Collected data

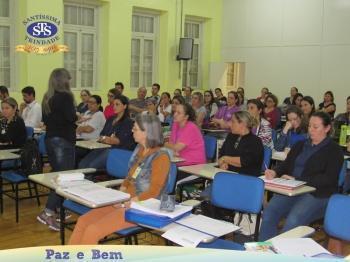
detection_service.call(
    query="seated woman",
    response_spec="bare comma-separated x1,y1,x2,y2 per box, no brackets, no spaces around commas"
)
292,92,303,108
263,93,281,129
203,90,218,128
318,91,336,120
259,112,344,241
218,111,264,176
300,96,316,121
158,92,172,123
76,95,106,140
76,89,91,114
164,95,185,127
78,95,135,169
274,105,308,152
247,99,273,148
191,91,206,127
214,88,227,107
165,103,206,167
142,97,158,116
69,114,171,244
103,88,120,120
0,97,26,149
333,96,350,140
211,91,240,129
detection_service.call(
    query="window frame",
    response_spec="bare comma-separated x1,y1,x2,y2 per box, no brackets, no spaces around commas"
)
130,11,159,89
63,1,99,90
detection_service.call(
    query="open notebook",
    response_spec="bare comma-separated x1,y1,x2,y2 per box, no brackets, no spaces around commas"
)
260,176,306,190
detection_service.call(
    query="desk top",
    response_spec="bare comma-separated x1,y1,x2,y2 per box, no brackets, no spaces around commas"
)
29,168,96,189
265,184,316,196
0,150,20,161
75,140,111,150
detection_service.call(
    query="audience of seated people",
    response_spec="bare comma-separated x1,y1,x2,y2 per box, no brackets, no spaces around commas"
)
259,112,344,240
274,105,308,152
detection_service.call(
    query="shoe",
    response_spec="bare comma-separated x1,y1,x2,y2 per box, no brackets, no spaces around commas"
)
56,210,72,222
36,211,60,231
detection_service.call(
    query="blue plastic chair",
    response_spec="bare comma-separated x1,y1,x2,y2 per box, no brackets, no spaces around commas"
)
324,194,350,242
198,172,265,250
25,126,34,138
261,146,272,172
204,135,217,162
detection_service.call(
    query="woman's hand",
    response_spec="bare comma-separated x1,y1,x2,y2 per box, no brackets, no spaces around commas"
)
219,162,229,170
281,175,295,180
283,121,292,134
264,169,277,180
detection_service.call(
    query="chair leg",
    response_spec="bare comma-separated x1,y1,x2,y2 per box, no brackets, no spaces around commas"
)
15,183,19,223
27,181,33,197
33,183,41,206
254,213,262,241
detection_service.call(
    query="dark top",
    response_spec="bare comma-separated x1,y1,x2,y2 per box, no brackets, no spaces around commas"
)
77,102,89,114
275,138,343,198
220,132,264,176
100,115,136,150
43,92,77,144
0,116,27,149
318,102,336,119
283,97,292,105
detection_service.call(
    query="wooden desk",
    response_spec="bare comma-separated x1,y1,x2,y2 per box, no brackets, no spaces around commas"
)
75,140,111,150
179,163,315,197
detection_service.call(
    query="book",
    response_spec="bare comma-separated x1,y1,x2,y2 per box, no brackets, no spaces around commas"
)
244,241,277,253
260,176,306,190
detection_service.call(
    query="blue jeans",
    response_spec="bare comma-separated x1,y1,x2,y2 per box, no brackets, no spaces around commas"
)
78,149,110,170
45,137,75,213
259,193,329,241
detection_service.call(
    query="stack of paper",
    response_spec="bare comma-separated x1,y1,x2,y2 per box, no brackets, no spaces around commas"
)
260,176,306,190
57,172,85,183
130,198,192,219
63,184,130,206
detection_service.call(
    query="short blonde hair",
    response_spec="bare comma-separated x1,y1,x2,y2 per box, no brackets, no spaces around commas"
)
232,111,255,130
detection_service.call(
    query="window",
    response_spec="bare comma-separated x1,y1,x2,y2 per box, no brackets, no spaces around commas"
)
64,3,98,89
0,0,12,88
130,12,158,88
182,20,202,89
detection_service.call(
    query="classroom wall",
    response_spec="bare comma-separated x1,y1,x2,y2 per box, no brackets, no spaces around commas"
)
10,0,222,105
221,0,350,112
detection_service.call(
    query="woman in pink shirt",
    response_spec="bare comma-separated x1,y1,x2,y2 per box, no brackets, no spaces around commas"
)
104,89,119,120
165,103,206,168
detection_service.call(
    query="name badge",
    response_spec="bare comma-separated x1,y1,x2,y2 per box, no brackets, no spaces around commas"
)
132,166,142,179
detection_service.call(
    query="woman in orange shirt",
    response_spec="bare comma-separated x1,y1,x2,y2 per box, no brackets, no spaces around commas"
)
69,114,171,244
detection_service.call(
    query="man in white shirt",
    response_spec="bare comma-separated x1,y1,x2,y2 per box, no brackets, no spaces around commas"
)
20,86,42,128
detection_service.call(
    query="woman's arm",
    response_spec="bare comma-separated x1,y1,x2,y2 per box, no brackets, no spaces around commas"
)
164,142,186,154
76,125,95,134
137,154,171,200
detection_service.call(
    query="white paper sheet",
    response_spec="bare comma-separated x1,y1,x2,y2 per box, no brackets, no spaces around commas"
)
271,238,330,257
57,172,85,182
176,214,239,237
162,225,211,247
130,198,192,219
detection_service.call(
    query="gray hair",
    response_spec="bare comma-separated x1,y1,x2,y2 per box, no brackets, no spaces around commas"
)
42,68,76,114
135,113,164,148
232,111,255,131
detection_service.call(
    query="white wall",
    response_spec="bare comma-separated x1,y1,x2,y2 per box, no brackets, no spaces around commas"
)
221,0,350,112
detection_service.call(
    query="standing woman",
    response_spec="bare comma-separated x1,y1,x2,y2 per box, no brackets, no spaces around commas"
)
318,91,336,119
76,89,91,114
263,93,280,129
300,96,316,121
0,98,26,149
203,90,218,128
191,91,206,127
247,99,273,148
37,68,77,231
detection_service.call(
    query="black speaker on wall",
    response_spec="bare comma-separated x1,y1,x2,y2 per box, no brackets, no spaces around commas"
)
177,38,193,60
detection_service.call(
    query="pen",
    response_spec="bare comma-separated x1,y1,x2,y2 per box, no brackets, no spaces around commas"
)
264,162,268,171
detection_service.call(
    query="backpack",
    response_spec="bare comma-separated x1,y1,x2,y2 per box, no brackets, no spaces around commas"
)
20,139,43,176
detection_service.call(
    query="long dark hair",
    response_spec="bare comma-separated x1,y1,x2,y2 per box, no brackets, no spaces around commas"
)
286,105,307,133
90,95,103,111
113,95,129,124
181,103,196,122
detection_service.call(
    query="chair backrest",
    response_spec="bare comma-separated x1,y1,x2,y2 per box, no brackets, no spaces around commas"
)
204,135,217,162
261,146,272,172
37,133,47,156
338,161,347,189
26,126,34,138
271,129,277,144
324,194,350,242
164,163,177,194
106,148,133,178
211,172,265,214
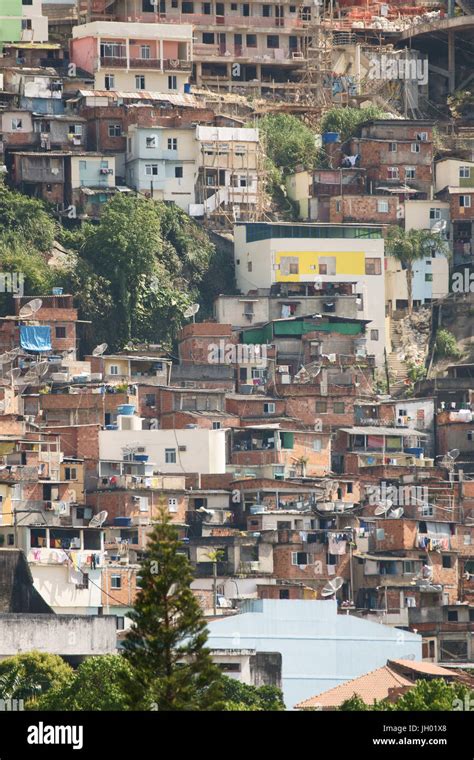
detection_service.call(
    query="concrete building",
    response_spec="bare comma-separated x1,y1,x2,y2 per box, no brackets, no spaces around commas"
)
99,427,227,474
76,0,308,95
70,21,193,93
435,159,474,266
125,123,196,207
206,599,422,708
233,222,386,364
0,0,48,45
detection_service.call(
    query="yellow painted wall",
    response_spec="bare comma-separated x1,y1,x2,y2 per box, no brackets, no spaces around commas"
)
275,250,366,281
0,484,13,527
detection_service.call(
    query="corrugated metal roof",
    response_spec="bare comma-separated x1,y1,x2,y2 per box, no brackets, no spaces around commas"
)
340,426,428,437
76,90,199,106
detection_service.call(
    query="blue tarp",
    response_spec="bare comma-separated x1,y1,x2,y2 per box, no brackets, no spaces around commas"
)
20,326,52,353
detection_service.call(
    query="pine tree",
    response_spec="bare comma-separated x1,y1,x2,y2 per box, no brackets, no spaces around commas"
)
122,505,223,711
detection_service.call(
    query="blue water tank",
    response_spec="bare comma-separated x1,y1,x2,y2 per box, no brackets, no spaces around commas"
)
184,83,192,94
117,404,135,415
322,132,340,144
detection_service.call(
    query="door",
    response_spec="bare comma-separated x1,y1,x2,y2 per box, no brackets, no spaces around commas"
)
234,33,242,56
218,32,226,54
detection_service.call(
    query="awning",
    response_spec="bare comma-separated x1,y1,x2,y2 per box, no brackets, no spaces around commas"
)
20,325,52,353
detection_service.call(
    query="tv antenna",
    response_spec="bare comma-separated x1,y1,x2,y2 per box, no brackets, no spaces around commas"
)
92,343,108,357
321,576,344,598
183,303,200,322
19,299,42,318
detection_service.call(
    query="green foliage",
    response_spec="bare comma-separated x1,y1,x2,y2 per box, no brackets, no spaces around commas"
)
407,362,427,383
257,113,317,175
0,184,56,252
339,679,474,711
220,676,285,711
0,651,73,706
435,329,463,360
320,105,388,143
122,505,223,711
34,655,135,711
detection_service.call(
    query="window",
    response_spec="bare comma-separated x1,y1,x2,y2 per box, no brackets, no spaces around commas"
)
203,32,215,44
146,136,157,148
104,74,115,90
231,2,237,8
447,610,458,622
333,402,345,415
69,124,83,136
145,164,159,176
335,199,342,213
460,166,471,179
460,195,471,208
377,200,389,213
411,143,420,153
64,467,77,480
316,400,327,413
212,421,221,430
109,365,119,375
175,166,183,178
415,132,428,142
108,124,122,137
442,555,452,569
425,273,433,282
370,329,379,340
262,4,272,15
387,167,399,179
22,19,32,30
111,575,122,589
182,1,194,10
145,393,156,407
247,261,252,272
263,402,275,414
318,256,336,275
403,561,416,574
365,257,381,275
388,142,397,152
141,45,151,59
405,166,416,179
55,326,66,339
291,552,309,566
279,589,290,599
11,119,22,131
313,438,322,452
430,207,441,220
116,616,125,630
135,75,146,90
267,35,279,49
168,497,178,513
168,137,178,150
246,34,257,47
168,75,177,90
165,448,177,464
--
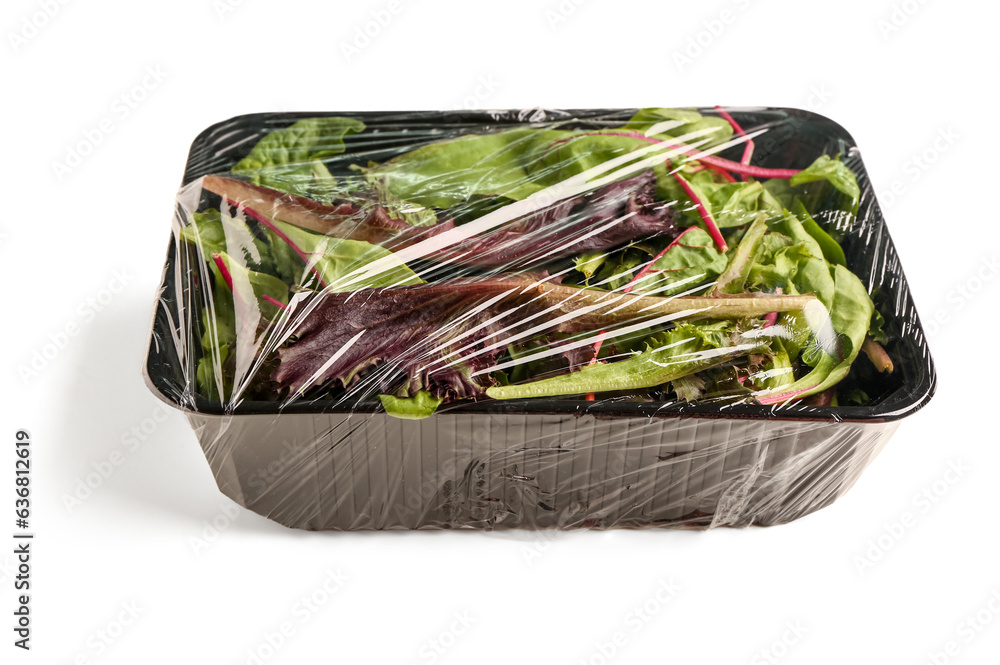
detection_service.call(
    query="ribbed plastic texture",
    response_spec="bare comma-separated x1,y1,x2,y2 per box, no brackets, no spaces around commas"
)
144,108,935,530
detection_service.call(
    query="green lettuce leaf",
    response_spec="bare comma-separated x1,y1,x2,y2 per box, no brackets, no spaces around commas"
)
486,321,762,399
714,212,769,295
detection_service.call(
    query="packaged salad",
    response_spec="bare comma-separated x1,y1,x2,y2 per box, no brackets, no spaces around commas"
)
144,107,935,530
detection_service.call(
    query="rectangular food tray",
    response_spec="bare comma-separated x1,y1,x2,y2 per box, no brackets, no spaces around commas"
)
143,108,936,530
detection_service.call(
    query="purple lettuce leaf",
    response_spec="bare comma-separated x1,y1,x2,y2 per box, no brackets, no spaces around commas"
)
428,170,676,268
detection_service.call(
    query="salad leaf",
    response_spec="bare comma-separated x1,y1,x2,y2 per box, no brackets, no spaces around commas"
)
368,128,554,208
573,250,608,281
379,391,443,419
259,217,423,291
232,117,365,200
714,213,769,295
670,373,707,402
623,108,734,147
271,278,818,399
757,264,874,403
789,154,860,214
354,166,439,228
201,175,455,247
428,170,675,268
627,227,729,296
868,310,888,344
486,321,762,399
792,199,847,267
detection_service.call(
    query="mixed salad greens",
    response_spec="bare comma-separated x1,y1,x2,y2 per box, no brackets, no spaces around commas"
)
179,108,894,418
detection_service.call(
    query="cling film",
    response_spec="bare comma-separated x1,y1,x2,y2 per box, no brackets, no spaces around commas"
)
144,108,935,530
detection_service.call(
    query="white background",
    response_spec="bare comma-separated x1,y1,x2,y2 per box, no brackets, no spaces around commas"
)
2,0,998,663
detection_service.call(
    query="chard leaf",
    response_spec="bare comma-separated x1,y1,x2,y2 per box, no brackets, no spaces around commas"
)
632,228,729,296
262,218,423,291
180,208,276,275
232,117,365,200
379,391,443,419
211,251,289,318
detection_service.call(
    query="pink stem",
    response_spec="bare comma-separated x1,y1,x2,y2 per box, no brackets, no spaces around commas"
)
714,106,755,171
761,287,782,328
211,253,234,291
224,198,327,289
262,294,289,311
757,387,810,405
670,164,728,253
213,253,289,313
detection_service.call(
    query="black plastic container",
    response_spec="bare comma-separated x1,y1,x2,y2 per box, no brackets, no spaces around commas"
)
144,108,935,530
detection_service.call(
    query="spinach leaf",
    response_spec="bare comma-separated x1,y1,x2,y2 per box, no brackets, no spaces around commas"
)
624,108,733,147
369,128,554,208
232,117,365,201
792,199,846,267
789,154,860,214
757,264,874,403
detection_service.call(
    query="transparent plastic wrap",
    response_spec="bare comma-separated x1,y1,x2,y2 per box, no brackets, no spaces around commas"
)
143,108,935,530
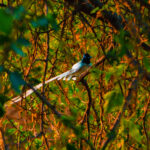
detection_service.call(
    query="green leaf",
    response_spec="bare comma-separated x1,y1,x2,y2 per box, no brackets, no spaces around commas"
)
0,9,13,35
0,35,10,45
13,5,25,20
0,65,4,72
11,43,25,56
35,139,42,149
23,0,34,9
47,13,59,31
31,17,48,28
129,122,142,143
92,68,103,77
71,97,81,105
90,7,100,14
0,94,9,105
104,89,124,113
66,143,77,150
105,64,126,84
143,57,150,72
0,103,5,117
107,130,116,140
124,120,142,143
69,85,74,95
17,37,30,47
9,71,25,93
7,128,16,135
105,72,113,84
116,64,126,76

• _TASK TO CARRY OUT_
Please tally the lines above that contain "blue" and report nothing but the total.

• _ANSWER TO THIS PROBLEM_
4